## [Supplied passage]
The problem is such that how to find expected value if variable y has the following distributn( kind of discrete)
$$p(y=0)=0.2$$ $$p(y=1)=0.3$$ $$p(y=2)=0.3$$ $$p(y>2)=0.2 $$
And for $y$ is $\textrm{Poisson}$ distributed, if $y>2$.
So i was confused by last term , i think we wouldnt consider cases when $y=3,4,5, \ldots$ so i am aware that it is possible to rewrite $p(y>2)$ as $1-p(y=1)-p(y=0)$ but then probabilities do not coincide. So how to find EY?
On
The information that $Y \sim \mathsf{Pois}(\lambda)$ is crucial. Then $P(Y = 0) = 0.2e^{-\lambda}$ can be solved to get $\lambda \approx 1.61$ (as @WaveX suggests; take logs). So $E(Y) \approx 1.61.$
But the probabilities in your problem seem to have been severely rounded. Using the Poisson PDF with $\lambda = 1.61,$ I get the following probabilities, where the last line is for $P(Y \ge 3):$
y P(Y=y) Rounded
0 0.1998876 0.2
1 0.3218191 0.3
2 0.2590643 0.3
3+ 0.2192290 0.2
Without the assumption that $Y$ has a Poisson distribution, you can say that
$$E(Y) \ge 0(.2) + 1(.3) + 2(.3) + 3(.2) = 1.5,$$
but you don't have enough information to get an exact value. Using the value $\lambda = 1.5$ with the Poisson PDF, the table above becomes:
cbind(x,pdf)
y P(Y-y) Rounded
0 0.2231302 0.2
1 0.3346952 0.3
2 0.2510214 0.3
3+ 0.1911532 0.2
So the much-rounded version of the distribution is the same as for $\lambda = 1.61.$
I honestly don't know what answer you should give to this flawed exercise. You can give the first argument above with answer $E(Y) \approx 1.61;$ you can give the second argument with answer $E(Y) \approx 1.5;$ or you can give both along with a polite suggestion that the problem is seriously flawed and you did what you could.

## [Tasks to carry out]
1 > In the Poisson expected-value thread, what lower bound on E(Y) is given when Y is not assumed to be Poisson?
2 > Carry on the Poisson expected-value thread from its final sentence.

## [Dataset extract]
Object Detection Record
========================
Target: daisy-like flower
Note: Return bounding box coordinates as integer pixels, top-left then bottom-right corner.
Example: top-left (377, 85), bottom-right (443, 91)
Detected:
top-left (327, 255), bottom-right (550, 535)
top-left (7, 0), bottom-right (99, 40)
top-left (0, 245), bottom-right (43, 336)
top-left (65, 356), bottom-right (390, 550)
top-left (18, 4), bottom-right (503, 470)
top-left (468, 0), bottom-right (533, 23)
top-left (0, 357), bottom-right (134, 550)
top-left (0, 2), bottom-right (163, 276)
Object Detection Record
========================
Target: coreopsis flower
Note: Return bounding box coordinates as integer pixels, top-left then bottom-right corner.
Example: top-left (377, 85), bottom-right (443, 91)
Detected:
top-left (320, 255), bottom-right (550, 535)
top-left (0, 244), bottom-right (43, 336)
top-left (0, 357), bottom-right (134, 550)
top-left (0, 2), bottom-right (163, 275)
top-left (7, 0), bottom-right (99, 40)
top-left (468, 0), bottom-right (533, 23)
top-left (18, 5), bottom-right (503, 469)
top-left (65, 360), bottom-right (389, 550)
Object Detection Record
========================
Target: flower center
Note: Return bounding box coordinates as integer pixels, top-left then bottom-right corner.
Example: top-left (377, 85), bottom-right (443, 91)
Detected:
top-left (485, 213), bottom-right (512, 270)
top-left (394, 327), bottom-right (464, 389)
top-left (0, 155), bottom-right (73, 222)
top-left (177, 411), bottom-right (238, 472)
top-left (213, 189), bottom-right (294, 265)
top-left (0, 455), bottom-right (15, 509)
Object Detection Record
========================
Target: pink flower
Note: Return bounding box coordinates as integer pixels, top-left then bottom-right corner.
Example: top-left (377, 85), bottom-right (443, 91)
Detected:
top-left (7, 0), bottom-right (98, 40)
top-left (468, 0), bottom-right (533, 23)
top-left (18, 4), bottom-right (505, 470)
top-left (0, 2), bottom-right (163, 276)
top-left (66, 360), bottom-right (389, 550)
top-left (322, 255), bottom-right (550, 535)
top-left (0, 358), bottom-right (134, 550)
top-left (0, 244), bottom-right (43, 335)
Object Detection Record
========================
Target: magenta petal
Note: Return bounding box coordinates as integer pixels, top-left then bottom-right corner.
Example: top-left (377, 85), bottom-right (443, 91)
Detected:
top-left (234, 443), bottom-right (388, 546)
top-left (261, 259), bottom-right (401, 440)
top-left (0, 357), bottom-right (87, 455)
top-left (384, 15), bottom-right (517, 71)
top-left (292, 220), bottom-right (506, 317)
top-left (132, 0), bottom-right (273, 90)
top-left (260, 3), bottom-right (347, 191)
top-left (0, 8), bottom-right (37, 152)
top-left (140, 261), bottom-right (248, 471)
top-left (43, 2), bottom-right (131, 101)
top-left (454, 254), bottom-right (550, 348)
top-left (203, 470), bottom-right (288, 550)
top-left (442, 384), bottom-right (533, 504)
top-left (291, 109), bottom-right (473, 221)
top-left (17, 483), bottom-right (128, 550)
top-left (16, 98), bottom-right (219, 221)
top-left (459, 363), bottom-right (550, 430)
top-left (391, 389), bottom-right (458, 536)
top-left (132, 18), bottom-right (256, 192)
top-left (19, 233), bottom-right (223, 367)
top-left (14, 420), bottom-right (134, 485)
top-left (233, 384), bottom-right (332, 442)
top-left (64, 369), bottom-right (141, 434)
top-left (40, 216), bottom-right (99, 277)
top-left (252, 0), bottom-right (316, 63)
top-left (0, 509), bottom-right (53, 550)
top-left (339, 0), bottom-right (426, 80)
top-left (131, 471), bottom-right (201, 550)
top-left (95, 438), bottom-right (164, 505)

## [Expected responses]
1 > E(Y) ≥ 1.5

2 >
Below is a plot that illustrates the difference between the distributions $\mathsf{Pois}(1.61)$ and $\mathsf{Pois}(1.5).$
On
Adding up to Bruce's response, you could take the given probabilities as observed data distribution and not real probabilities, and use the four of them, together with the true Poisson distribution you already know, to find a maximum likelihood estimator for $\lambda$.
Here is how: assume the given probabilities correspond to a data sample of size $N$, ($y_1,\dots,y_N$), such that there are $n_0$ observations of 0 arrivals ($y_k=0$), $n_1$ of 1 arrival, $n_2$ of 2 arrivals, and $n_3$ of more than 2 arrivals. So $n_0+n_1+n_2+n_3=N$ and $\frac{n_0}{N}=0.2$, $\frac{n_1}{N}=0.3$, $\frac{n_2}{N}=0.3$, $\frac{n_3}{N}=0.2$.
The likelihood function of the parameter $\lambda$ given the data is: $$L(\lambda|y_1,\dots,y_k)=\prod_{k=1}^N P(Y=y_k|\lambda)=P(Y=0)^{n_0}P(Y=1)^{n_1}P(Y=2)^{n_2}P(Y>2)^{n_3}.$$
(I dropped the condition on $\lambda$ to simplify the notation.)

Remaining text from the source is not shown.